(Work order) Set down exactly the lines that run from the line with "Seedling-scouting request: tag the flower" to the end of the data, and nothing else.

[Region pointing data]
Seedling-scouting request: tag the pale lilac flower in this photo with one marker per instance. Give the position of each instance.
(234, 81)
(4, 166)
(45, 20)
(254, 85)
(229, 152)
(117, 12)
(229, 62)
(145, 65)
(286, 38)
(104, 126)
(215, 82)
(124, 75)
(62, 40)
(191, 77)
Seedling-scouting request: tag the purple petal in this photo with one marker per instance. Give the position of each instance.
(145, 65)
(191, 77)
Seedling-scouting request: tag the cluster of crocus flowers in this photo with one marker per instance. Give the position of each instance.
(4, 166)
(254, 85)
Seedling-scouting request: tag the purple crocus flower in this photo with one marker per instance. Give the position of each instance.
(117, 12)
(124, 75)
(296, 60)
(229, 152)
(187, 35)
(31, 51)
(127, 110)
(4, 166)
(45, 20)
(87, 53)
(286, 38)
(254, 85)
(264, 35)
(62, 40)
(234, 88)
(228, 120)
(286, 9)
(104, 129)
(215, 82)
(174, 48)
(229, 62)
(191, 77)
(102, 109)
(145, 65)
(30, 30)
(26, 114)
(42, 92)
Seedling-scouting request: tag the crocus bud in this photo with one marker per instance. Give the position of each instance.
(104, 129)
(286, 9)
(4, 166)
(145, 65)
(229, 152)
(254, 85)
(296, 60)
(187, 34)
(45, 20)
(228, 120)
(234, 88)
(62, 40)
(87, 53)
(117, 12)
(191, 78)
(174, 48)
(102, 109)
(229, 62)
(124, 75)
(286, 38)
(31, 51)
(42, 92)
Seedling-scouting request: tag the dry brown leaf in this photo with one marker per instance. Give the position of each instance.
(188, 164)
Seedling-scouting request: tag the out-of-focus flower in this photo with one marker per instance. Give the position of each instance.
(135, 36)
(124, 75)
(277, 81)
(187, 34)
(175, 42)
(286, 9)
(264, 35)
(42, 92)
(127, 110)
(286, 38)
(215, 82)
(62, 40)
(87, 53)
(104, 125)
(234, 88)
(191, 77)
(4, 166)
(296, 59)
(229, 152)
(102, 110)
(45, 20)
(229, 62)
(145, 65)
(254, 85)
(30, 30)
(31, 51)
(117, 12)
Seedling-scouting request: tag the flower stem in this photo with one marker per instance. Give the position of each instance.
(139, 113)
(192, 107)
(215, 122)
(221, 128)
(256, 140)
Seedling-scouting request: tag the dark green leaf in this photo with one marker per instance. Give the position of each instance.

(Response below)
Seedling-scouting request: tag the flower stem in this photo with one marker per instance. Give the position of each instance.
(139, 113)
(192, 107)
(215, 122)
(221, 128)
(256, 140)
Seedling-scouting request: tag the dark green leaf in this photo with one marker per instance. Give the position of each instance.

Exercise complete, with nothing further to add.